**Work instructions**
From the line containing "Shelf-audit task: drop a dot on every instance of the concrete" through the last line of the entries, set down every line exactly and add nothing.

[Data excerpts]
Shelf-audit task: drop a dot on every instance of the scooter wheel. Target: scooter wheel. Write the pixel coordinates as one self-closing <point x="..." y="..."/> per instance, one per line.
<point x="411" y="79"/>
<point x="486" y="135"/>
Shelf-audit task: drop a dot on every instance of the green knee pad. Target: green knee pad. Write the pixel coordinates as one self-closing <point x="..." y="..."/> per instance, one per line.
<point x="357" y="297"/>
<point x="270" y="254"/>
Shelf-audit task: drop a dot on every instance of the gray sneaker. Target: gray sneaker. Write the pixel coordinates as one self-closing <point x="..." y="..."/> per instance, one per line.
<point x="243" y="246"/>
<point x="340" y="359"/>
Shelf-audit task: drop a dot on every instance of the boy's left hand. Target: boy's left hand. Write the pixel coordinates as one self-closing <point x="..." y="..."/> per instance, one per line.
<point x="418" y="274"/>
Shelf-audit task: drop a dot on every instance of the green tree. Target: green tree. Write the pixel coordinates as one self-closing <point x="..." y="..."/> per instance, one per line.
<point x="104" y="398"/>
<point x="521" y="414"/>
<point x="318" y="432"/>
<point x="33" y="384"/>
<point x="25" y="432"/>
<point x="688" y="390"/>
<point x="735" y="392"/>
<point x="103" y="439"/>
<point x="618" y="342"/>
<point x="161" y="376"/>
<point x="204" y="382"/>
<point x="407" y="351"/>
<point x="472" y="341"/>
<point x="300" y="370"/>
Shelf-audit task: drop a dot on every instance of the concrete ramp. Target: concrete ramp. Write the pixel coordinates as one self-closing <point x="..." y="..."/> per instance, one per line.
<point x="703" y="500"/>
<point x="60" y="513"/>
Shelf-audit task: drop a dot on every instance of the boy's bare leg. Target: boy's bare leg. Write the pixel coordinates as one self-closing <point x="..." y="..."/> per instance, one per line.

**Written solution**
Shelf-audit task: drop a dot on every instance of the concrete ramp. Target: concrete ramp. Write the pixel coordinates as one self-closing <point x="..." y="..."/> per instance, one per line.
<point x="703" y="500"/>
<point x="60" y="513"/>
Shelf-audit task: drop a dot on every instance of the boy's bare leg. Target: boy's bare leg. Write the pixel coordinates as one self-closing <point x="..." y="..."/> per instance, one per line.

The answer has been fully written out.